- _WORK INSTRUCTIONS_:
1. From the trailer roundup, can you print word for word the part that opens with the words containing "Wednesday, August 26, 2009" and closes with "down, Mr. Cameron."?
2. Can you answer these questions about the trailer roundup?
(a) Who wrote it?
(b) On what date did the "Avatar" teaser debut?
(c) Which Vogue editor does R.J. Cutler's documentary follow?

- _TEXT SEGMENT_:
3.5 stars (out of 5)

Wednesday, August 26, 2009

Trailer Park

Behold! Some of the newest trailers for some of the most noteworthy films in the pipe.

By R. Kurt Osenlund, The Good Life film critic

Arguably the most widely-anticipated film of 2009, James Cameron's sci-fi epic "Avatar" is the director's first film since "Titanic," the highest-grossing blockbuster of all time. I have to be honest, this teaser, which debuted on Aug. 21 after much promotional hullabaloo, isn't as impressive as I had hoped. The motion-capture effects fail to amaze and the fiercely-, forcefully-edited action eclipses a clear storyline. But the environments look mighty intriguing, and I refuse to believe that such a prolific filmmaker would deliver something of poor quality. Don't let me down, Mr. Cameron.

You've seen "The Devil Wears Prada." Now, with unprecedented access, acclaimed documentarian R.J. Cutler immerses you in the professional lives of the real people who loosely inspired the Meryl Streep comedy, following Vogue editor Anna Wintour and her devoted team as they produce the massive Sept. 2007 issue of the fashion bible. Having already seen the film (twice, in fact), I can tell you that it's well worth the ticket price. Fun, flirty and fascinating, it boasts the attributes of both a couture cocktail dress and an avant-garde gown. (And you thought I only knew about movies.)

- _RECORD EXTRACTS_:
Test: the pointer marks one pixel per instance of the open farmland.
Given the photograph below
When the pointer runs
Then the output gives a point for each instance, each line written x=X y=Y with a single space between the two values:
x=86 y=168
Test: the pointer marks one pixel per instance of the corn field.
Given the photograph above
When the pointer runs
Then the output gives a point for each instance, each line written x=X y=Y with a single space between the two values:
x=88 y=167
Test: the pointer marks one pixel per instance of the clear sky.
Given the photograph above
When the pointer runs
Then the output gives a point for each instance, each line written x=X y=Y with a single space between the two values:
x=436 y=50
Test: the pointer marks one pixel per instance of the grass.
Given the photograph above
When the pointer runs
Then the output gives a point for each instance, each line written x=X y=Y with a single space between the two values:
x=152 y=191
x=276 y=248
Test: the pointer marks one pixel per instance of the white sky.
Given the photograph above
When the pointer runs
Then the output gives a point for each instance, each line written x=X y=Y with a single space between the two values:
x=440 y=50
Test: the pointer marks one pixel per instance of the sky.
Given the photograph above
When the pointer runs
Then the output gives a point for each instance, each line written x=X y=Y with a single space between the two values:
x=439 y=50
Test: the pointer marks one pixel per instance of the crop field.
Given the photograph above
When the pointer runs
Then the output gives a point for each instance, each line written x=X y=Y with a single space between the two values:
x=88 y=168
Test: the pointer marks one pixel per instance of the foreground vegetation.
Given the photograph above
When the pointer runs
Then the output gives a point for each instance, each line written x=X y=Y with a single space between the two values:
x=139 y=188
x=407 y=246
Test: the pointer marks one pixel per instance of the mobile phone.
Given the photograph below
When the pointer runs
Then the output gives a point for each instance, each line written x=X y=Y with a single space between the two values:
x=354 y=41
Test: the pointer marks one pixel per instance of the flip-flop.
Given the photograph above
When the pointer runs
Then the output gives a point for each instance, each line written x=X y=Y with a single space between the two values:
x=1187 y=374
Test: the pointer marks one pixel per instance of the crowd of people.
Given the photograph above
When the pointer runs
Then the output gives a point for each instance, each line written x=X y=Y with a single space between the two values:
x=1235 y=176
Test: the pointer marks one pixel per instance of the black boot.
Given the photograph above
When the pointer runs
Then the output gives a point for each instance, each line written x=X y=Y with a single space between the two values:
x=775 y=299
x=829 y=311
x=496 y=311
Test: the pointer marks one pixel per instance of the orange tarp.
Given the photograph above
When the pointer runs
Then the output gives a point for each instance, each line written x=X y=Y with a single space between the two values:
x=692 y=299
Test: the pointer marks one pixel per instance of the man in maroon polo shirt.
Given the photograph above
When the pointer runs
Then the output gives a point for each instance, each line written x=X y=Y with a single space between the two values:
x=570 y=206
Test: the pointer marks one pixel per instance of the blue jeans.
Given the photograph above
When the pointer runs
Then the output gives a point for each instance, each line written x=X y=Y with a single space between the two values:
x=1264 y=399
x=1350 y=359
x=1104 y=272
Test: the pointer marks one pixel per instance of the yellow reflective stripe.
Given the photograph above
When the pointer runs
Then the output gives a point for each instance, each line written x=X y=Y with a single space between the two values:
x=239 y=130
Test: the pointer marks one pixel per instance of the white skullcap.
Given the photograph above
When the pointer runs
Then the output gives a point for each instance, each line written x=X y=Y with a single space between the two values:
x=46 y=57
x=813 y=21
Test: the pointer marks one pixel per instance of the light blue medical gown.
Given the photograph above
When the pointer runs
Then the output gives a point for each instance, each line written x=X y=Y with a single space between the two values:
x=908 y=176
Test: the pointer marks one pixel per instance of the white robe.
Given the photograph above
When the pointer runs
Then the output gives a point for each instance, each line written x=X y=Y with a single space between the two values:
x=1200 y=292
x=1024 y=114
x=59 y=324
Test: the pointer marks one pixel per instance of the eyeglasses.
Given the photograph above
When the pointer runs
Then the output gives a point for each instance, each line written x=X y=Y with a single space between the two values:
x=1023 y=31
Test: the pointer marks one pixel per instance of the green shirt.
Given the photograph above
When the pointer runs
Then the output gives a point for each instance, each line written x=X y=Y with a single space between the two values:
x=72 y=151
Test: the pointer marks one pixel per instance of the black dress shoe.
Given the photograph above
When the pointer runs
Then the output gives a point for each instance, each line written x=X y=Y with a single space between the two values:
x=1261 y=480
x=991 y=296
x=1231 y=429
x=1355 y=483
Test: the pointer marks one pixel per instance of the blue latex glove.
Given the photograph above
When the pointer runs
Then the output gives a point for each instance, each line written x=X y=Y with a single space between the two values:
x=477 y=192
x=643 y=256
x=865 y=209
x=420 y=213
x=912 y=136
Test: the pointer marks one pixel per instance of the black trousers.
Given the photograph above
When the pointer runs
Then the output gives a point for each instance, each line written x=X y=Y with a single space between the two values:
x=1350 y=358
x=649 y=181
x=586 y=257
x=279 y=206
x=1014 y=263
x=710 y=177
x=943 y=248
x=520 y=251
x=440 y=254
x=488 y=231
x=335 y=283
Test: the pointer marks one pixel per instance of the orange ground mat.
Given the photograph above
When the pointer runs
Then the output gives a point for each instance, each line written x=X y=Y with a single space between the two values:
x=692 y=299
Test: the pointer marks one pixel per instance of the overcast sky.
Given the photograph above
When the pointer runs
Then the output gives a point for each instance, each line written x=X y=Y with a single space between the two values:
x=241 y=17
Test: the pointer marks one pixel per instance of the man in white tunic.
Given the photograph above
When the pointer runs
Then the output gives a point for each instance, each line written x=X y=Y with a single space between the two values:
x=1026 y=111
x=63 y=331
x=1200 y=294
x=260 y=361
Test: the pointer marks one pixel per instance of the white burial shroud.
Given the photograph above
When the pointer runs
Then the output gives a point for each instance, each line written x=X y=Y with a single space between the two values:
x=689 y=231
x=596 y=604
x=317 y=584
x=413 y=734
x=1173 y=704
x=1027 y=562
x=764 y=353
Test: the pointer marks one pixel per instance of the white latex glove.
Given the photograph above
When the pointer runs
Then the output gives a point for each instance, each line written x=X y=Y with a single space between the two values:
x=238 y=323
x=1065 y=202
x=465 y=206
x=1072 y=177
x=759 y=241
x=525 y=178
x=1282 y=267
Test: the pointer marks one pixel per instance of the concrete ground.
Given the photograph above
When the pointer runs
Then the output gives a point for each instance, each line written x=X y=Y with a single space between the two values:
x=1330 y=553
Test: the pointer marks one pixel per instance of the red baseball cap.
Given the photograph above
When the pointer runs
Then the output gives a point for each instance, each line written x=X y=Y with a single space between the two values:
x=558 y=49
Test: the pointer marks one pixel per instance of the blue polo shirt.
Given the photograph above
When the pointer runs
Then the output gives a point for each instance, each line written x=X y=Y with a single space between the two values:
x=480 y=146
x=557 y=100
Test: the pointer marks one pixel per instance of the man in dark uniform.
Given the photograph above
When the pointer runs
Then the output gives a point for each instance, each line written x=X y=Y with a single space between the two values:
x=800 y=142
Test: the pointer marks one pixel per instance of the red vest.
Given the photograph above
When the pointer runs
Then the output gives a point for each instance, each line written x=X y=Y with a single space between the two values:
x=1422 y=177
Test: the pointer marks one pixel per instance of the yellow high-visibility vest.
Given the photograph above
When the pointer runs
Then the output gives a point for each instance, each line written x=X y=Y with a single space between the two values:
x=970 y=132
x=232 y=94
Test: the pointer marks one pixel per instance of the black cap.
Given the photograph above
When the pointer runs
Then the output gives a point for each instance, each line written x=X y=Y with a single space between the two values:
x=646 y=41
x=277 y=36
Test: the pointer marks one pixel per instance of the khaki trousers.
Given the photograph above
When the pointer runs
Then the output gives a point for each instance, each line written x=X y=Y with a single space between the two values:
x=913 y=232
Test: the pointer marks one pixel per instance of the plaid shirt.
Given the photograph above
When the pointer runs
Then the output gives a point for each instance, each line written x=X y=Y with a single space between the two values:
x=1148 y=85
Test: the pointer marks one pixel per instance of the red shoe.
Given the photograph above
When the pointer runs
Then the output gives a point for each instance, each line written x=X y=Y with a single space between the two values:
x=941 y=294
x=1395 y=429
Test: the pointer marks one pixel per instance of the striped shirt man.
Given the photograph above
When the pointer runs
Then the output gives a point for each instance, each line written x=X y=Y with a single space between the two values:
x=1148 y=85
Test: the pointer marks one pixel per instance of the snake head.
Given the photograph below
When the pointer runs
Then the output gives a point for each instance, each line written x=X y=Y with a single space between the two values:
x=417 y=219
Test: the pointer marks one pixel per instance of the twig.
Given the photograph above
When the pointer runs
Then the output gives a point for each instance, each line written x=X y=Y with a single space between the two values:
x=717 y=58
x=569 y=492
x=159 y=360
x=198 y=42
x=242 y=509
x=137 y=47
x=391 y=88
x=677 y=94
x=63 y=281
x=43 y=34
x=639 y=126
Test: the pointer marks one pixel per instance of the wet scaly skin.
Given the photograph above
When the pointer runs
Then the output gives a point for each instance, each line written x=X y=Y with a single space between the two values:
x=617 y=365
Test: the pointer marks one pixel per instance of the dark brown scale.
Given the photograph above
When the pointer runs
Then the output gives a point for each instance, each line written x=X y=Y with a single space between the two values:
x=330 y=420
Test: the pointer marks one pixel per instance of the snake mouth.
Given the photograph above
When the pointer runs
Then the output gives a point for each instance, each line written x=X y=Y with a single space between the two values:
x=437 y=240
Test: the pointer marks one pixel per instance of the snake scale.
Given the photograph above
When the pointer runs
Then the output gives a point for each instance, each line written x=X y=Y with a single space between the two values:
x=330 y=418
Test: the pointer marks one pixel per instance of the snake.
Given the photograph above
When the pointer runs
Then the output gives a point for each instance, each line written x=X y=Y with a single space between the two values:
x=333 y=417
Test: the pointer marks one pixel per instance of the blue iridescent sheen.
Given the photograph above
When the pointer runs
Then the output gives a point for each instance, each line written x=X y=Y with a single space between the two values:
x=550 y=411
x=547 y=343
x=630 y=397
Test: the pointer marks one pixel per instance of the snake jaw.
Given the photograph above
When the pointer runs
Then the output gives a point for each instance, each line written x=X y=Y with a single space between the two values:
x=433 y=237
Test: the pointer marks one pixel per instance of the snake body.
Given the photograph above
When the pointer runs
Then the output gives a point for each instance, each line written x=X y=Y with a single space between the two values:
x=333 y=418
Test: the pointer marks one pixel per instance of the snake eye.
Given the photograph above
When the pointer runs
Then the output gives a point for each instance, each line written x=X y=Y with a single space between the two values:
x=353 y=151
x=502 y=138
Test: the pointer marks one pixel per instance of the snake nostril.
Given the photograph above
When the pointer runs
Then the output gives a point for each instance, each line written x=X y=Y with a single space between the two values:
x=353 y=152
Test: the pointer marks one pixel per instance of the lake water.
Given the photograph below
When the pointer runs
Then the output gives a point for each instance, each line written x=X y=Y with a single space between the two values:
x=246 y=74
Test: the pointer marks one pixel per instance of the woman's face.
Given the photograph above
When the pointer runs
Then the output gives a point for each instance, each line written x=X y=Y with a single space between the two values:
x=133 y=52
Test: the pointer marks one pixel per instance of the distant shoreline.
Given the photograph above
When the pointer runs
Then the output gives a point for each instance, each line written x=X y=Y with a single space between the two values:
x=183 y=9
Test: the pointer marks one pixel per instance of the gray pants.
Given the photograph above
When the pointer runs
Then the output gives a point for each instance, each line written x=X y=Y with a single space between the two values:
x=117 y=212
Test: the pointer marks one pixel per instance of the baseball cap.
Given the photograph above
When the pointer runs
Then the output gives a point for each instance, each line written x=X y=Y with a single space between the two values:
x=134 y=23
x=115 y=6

- _ANSWERS TO THE PROBLEMS_:
1.
Wednesday, August 26, 2009

Trailer Park

Behold! Some of the newest trailers for some of the most noteworthy films in the pipe.

By R. Kurt Osenlund, The Good Life film critic

Arguably the most widely-anticipated film of 2009, James Cameron's sci-fi epic "Avatar" is the director's first film since "Titanic," the highest-grossing blockbuster of all time. I have to be honest, this teaser, which debuted on Aug. 21 after much promotional hullabaloo, isn't as impressive as I had hoped. The motion-capture effects fail to amaze and the fiercely-, forcefully-edited action eclipses a clear storyline. But the environments look mighty intriguing, and I refuse to believe that such a prolific filmmaker would deliver something of poor quality. Don't let me down, Mr. Cameron.

2.
(a) R. Kurt Osenlund, The Good Life film critic
(b) Aug. 21
(c) Anna Wintour